● **Extract to read**
------------------------------------------------

Few sessions at ValueX BRK 2026, held in Omaha ahead of the 2026 Berkshire Hathaway Annual Meeting, ranged as widely as the one featuring Bill Ackman, founder and CEO of Pershing Square Capital Management. Forgoing prepared remarks, Ackman fielded audience questions on topics stretching from artificial intelligence and market structure to permanent capital, Howard Hughes Holdings, and geopolitics. A single investment philosophy tied the answers together: concentrate in high-quality businesses, hold capital that cannot be redeemed overnight, and rely on human creativity where AI cannot follow.
AI Will Create More Opportunity for Patient Investors
Ackman opened by addressing whether artificial intelligence will eventually replace investment management. His answer was measured. AI will, in his view, amplify forces already dominating short-term markets: the pod shops such as Millennium and Citadel, with their tight stop-loss structures, and the growing mass of index capital that mechanically buys the highest-weighted names. AI will accelerate that arms race, reading a 10-K faster than any analyst and placing a trade before anyone else can react.
But Ackman argued this dynamic actually helps the long-term investor sitting in the same room. When a short-term signal pushes a great company down and a wave of reactive capital follows, a patient investor with a multi-year horizon gets a better entry point. The noise generated by high-frequency AI trading is, in his framing, signal for anyone willing to look past the next quarter.
He was equally direct about what AI cannot do. Creativity, in his view, means doing something that has never been done before, and that is precisely where AI falls short. Ackman cited two of Pershing Square’s most successful transactions: shorting the credit of a AAA-rated company and buying the stock of a company in bankruptcy. Neither had been done before Pershing did it. He also pointed to Pershing Square USA’s recent IPO structure, in which the firm “gave a gift” to retail IPO investors at purchase, a mechanism with no precedent in the closed-end fund world. AI, trained on historical data, would not have generated that idea. “I think AI is more like an accelerant,” Ackman said, “but I think there’s still room for us for now.”

------------------------------------------------

● **Input data**
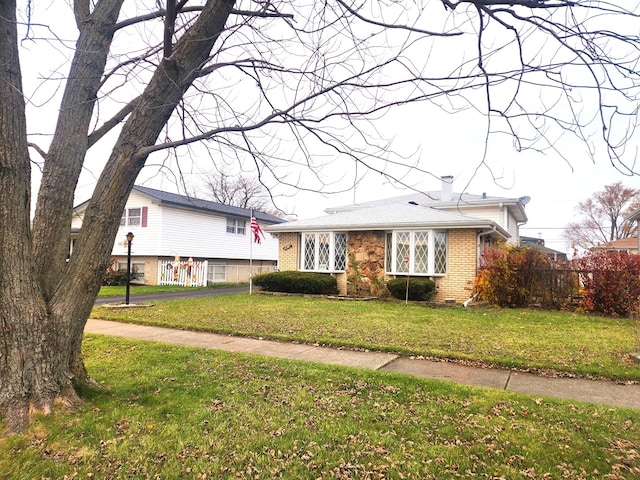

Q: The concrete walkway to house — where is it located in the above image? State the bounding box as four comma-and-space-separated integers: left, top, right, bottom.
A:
85, 319, 640, 409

------------------------------------------------

● **Activities**
1. Please translate this sentence from the article on Bill Ackman's ValueX session into Spanish: "Neither had been done before Pershing did it."
2. Reproduce the stretch of the article on Bill Ackman's ValueX session from "AI Will Create" through "else can react.", swapping "pod shops" for "multi-strategy funds".

● **Solutions in order**
1. Ninguna de las dos se había hecho antes de que Pershing lo hiciera.

2.
AI Will Create More Opportunity for Patient Investors
Ackman opened by addressing whether artificial intelligence will eventually replace investment management. His answer was measured. AI will, in his view, amplify forces already dominating short-term markets: the multi-strategy funds such as Millennium and Citadel, with their tight stop-loss structures, and the growing mass of index capital that mechanically buys the highest-weighted names. AI will accelerate that arms race, reading a 10-K faster than any analyst and placing a trade before anyone else can react.